(Point annotation records)
-*-*-
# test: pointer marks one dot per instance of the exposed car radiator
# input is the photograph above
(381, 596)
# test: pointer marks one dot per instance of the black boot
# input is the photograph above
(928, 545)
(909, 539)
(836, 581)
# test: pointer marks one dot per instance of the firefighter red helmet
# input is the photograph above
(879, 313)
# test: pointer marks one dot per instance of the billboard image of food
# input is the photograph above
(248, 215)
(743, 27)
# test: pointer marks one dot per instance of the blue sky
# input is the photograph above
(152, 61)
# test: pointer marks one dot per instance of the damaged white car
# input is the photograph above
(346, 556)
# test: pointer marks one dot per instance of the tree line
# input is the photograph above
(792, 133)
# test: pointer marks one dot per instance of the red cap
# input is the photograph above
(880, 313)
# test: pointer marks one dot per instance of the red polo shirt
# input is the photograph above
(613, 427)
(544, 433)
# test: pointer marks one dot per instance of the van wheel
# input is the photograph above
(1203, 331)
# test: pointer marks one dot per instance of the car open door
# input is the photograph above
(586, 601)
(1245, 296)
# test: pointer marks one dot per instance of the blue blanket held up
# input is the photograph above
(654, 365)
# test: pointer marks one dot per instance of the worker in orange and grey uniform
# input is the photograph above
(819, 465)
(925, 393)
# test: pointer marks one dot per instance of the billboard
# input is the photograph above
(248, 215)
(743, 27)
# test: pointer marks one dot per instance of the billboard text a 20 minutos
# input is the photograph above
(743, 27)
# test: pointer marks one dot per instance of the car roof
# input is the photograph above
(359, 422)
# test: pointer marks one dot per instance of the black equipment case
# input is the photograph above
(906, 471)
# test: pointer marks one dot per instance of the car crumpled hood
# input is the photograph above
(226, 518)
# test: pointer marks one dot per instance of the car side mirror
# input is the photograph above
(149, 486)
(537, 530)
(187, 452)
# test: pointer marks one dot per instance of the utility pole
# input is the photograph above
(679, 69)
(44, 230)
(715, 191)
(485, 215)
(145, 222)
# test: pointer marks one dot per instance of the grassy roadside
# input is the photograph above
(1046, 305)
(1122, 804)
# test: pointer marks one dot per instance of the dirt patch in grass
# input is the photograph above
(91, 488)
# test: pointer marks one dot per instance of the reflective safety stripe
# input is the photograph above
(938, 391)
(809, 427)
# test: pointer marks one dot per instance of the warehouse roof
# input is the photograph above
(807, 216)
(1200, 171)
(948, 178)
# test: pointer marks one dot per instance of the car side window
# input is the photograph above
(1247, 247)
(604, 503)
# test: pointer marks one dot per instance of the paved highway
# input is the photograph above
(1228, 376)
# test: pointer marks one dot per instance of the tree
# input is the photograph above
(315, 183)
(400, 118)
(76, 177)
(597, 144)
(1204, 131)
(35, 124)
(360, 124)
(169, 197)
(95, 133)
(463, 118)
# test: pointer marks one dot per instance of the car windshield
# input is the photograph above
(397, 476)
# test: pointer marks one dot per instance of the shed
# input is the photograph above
-*-*-
What to work on: Rewrite every line of the material above, swapping "test" for "check" and changing nothing else.

The answer:
# check: pointer marks one dot per instance of the exposed car radiator
# input is the photograph above
(381, 596)
# check: pointer marks one dot per instance of the black boot
# input is the photograph above
(928, 545)
(909, 539)
(836, 581)
# check: pointer marks one dot per instance of the firefighter red helmet
# input is the photograph above
(879, 313)
# check: pointer marks one dot per instance of the billboard image of food
# input is the photograph above
(248, 215)
(743, 27)
# check: pointer marks one dot per instance of the blue sky
# input is the photograph above
(152, 61)
# check: pointer marks one dot per instance of the damaged white car
# input is the photograph above
(346, 556)
# check: pointer marks one dot per instance of the tree line
# input is the photograph above
(792, 133)
# check: pointer marks one dot per instance of the red cap
# input is the photograph above
(880, 313)
# check: pointer marks one dot per instance of the red polo shirt
# input is the photograph above
(613, 427)
(544, 433)
# check: pointer marks one dot per instance of the van wheel
# input is the photograph above
(1203, 331)
# check: pointer marks one dot per instance of the car open door
# input is the photograph above
(586, 601)
(1245, 296)
# check: pointer marks one dot per instance of the blue blanket held up
# input is the photograph above
(654, 365)
# check: pointer marks one dot per instance of the worker in orange and grey uniform
# input is the photograph above
(819, 465)
(925, 393)
# check: pointer marks one dot per instance of the billboard
# input is the photograph above
(248, 215)
(743, 27)
# check: pointer marks one dot per instance of the billboard text a 20 minutos
# input is the photograph above
(743, 27)
# check: pointer marks one dot per instance of the car roof
# input is the photograph above
(359, 422)
# check: pointer marks one dot per instance of the black equipment case
# input is the photograph above
(906, 471)
# check: pointer marks one dot per instance of the car crumpled hood
# input is the photograph above
(226, 518)
# check: pointer marks one dot per instance of the car side mirror
# input is the photograph above
(149, 486)
(537, 530)
(187, 452)
# check: pointer marks one dot per instance of the utility pole
# input is the photograph above
(679, 69)
(44, 230)
(715, 191)
(485, 215)
(145, 222)
# check: pointer marks one dot per instance of the grassy roadside
# input is the photograph above
(1046, 305)
(1122, 804)
# check: pointer marks one dot per instance of the dirt patch in grass
# input is the photograph above
(91, 488)
# check: pointer marks one dot per instance of the reflective safety stripe
# input is the photograph above
(938, 391)
(809, 427)
# check: pointer marks one dot per instance of the warehouse roof
# input is the photograph above
(807, 216)
(1200, 171)
(948, 178)
# check: pointer marks one dot per instance of the car side window
# input is the photograph above
(1247, 247)
(604, 503)
# check: pointer marks one dot per instance of the paved highway
# input is the photograph above
(1228, 376)
# check: pointer marks one dot per instance of the tree
# input is the photograph above
(315, 183)
(400, 118)
(76, 177)
(597, 144)
(1204, 131)
(35, 124)
(360, 124)
(169, 197)
(95, 133)
(463, 118)
# check: pointer marks one dot per instance of the car windshield
# input is the photograph above
(397, 476)
# check: pointer marks one dot per instance of the shed
# input is the photograph above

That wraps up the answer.